[Aim]: Beginning at the line containing "Indicate one point per instance of the white cloud", output every line to the end of the data below exactly as it appears.

********************

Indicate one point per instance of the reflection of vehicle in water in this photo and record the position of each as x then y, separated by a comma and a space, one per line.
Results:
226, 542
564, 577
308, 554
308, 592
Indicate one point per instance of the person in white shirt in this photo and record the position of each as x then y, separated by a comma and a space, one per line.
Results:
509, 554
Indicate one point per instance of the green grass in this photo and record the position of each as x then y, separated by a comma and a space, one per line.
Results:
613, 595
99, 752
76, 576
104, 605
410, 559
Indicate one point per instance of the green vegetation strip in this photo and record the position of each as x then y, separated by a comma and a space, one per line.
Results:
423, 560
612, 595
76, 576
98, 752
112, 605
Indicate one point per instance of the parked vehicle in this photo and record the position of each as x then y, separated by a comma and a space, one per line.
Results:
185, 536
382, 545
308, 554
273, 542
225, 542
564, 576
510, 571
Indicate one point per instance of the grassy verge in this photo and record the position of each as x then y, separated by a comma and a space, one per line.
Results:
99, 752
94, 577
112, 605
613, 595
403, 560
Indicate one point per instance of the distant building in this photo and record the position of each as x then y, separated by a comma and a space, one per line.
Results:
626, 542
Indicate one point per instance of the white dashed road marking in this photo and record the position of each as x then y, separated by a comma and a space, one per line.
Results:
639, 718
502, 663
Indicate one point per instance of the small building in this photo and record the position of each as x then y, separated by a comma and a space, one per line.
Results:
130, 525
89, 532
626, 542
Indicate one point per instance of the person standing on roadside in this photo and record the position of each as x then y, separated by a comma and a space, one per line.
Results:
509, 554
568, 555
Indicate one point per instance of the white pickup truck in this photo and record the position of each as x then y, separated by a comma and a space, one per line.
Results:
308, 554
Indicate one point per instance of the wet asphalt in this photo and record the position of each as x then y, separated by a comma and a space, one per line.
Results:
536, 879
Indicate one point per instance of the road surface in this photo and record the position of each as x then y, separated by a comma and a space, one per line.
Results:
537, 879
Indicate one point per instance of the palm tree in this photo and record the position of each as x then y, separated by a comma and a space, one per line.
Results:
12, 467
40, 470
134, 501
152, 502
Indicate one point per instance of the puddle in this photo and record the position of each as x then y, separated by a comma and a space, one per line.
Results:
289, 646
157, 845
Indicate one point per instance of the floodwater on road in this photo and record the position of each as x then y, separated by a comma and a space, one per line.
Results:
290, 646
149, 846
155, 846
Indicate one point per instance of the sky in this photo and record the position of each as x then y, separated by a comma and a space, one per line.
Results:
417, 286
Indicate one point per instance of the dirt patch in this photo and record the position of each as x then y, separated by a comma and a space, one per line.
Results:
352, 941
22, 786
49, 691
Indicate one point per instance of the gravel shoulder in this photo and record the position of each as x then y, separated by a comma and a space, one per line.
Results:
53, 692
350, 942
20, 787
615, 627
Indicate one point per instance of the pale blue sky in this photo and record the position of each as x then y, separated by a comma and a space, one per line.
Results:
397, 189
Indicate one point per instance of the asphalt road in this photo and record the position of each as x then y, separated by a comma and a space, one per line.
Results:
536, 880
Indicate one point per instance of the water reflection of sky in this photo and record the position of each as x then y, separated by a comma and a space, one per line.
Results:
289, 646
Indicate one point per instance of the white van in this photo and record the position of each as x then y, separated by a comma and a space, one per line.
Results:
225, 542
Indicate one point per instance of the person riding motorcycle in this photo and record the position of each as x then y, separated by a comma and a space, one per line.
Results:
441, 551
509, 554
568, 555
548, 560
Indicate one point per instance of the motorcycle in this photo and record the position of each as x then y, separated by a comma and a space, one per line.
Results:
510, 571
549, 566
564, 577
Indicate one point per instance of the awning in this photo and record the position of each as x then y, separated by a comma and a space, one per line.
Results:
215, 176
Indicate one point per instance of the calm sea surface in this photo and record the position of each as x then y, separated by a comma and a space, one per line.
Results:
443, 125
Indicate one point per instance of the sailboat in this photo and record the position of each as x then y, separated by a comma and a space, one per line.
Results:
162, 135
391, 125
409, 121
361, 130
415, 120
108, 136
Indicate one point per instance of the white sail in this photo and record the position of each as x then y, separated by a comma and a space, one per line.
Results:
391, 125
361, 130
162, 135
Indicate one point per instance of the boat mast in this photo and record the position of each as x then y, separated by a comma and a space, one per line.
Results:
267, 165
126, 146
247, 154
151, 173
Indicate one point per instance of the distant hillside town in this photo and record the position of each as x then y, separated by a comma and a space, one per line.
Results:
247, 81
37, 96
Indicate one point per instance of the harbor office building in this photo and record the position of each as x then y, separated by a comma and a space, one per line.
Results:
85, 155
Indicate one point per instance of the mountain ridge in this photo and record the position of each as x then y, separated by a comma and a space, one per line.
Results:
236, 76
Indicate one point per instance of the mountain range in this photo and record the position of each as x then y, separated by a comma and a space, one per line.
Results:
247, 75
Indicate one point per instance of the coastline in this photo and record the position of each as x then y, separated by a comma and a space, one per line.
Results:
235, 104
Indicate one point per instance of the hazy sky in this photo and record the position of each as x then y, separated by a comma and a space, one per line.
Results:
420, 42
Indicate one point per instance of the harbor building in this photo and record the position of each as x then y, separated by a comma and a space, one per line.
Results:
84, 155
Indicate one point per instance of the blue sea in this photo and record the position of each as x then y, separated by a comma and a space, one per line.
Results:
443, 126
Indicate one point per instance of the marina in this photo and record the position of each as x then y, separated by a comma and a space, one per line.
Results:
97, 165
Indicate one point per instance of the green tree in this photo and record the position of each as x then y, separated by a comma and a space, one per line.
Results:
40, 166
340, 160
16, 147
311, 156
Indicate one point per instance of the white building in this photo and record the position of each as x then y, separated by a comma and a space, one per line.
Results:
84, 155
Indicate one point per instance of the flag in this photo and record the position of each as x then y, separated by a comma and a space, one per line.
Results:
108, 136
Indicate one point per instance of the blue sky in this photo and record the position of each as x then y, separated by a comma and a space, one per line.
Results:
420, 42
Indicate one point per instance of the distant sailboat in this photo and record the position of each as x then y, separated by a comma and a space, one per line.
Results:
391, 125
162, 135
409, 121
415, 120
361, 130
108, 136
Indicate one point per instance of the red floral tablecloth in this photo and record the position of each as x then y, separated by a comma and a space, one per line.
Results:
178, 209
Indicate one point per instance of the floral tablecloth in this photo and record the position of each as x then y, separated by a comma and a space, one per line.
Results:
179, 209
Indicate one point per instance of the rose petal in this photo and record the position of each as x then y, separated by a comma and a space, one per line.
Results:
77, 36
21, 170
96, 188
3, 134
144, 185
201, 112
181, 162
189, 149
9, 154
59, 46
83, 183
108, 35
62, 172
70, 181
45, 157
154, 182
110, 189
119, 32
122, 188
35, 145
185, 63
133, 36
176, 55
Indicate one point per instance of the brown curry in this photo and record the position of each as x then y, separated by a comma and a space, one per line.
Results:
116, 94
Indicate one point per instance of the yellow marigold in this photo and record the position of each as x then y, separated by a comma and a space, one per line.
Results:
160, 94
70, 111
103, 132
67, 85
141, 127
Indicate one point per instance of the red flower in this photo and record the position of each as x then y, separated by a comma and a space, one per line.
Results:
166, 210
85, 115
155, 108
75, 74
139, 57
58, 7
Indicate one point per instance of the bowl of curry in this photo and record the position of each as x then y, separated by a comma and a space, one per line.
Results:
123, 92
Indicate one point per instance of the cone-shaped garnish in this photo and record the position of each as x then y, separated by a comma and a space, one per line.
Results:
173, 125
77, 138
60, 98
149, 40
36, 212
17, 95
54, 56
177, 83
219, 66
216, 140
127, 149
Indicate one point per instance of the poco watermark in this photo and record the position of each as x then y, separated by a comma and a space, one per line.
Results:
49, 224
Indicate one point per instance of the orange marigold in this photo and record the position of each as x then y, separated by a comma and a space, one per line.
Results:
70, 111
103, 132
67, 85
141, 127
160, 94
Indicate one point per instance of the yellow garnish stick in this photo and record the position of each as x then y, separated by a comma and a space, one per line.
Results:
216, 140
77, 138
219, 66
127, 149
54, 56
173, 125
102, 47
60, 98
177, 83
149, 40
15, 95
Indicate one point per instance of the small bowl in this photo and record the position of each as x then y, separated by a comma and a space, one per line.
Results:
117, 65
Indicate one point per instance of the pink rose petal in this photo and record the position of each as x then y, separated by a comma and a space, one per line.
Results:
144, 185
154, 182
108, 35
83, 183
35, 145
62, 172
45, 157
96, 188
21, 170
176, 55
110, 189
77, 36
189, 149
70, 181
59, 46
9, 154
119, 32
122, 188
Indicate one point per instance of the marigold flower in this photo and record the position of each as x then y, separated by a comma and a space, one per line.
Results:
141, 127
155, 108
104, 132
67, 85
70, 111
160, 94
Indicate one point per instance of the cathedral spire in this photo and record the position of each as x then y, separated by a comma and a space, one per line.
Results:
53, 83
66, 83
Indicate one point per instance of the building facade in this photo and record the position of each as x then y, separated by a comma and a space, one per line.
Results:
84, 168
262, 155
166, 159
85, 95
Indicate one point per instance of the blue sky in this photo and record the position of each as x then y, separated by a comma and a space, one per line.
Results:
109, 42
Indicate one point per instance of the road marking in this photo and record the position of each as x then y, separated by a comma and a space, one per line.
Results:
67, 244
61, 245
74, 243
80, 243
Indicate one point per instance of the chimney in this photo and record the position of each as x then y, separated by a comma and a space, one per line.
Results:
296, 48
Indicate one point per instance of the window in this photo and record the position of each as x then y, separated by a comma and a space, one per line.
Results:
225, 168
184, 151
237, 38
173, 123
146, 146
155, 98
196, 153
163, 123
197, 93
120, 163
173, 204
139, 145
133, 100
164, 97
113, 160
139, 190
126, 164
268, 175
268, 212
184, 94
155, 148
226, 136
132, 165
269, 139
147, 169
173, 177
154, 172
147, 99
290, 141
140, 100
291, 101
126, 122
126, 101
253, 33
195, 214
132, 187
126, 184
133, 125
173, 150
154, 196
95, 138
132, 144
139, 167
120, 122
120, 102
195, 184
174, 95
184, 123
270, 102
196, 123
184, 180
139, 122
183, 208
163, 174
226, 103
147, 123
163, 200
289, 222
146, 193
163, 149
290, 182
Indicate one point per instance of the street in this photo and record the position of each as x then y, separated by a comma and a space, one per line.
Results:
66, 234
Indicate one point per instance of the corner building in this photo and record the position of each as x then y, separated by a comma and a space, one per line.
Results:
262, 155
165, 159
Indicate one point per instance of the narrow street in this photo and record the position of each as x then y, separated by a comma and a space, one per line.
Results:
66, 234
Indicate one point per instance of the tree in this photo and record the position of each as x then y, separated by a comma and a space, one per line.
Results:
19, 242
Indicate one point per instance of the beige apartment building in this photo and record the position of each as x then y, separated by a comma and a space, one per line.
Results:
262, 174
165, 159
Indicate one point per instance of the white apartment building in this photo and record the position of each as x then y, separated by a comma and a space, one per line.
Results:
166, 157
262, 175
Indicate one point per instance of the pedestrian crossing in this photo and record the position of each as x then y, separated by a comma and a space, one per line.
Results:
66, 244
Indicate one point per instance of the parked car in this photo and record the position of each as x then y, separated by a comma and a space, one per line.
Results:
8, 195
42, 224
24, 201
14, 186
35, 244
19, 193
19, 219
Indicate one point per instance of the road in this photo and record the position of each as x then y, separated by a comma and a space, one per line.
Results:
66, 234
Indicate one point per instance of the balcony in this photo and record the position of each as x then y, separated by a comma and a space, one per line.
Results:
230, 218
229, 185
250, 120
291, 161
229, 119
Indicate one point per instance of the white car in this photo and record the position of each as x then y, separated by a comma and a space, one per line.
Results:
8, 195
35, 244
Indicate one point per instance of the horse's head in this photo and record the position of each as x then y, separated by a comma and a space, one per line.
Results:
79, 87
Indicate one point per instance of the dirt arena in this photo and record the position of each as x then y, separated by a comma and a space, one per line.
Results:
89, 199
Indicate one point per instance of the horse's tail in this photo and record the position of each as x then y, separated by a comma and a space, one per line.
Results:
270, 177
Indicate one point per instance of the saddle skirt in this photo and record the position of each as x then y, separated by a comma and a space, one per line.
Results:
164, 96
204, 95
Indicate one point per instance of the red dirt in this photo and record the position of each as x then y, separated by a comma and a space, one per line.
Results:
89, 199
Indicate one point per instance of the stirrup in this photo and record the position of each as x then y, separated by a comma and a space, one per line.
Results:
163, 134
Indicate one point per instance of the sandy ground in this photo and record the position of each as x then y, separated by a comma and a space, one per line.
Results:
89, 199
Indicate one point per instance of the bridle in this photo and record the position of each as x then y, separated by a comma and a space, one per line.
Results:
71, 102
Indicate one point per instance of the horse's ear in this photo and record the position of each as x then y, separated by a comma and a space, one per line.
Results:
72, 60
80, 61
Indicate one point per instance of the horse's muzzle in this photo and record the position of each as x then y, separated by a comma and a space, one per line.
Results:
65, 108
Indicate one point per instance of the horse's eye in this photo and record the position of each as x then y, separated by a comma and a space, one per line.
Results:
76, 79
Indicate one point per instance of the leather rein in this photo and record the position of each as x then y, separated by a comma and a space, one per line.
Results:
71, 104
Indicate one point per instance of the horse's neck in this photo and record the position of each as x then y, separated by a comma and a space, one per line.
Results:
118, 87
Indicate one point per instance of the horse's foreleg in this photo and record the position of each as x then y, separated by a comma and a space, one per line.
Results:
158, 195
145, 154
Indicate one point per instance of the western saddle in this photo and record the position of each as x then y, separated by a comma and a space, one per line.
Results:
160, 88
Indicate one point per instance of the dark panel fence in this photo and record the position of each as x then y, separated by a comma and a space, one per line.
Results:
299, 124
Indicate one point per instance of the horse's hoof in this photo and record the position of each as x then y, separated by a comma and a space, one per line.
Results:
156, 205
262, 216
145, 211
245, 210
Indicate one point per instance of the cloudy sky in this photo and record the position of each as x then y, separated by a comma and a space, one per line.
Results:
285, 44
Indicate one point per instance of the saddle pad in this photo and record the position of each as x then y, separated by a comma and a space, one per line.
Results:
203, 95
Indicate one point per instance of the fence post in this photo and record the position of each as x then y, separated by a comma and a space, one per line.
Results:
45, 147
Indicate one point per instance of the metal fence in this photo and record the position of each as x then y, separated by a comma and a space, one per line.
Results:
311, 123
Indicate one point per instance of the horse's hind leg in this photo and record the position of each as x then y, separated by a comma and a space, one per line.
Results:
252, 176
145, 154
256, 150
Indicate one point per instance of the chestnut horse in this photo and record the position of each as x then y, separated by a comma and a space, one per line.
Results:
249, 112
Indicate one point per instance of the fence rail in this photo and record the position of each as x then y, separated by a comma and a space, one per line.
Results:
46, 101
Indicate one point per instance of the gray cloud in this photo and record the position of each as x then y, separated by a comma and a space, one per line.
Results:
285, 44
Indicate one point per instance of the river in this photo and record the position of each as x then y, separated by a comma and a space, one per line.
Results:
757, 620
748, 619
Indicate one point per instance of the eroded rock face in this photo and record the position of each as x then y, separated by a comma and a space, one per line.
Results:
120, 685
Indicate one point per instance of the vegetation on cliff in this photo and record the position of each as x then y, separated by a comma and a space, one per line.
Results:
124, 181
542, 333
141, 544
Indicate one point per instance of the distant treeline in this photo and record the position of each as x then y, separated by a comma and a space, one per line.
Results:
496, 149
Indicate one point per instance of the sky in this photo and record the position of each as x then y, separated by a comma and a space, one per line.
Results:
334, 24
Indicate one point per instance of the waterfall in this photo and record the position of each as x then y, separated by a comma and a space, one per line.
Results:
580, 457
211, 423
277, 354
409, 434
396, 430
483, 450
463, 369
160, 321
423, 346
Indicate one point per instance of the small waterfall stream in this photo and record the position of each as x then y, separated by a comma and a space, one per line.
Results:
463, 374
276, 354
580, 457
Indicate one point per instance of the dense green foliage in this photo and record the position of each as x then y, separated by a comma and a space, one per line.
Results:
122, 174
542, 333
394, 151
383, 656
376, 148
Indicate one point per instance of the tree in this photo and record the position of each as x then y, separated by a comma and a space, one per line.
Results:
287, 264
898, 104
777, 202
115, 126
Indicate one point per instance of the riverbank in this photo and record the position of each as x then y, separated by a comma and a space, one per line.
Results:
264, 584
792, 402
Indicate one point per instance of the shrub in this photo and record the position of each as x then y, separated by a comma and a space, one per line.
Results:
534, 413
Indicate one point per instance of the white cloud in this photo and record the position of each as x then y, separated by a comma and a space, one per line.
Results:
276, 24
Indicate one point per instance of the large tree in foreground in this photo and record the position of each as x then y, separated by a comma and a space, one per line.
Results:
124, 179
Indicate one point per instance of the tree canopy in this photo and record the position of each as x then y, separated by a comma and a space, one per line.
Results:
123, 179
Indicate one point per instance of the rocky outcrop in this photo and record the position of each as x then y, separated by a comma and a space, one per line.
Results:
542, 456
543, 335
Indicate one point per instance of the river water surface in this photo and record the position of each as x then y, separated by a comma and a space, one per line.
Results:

********************

[Worked answer]:
Indicate one point per instance of the white cloud in this photo and record the position of each as x then y, separated by a comma and a space, one per line.
Results:
276, 24
Indicate one point per instance of the large tree in foreground in this photo and record the position of each as x then y, separated by a comma and a space, one per line.
Results:
124, 179
Indicate one point per instance of the tree canopy in this photo and record the position of each as x then y, separated by a comma and a space, one per line.
Results:
123, 179
Indicate one point per instance of the rocky outcrop in this photo and record the position of each as x then y, separated by a comma and a space, one per line.
Results:
542, 456
543, 335
Indicate one point per instance of the river water surface in this photo and record the position of each as x then y, separated by a comma and a space, one per line.
Results:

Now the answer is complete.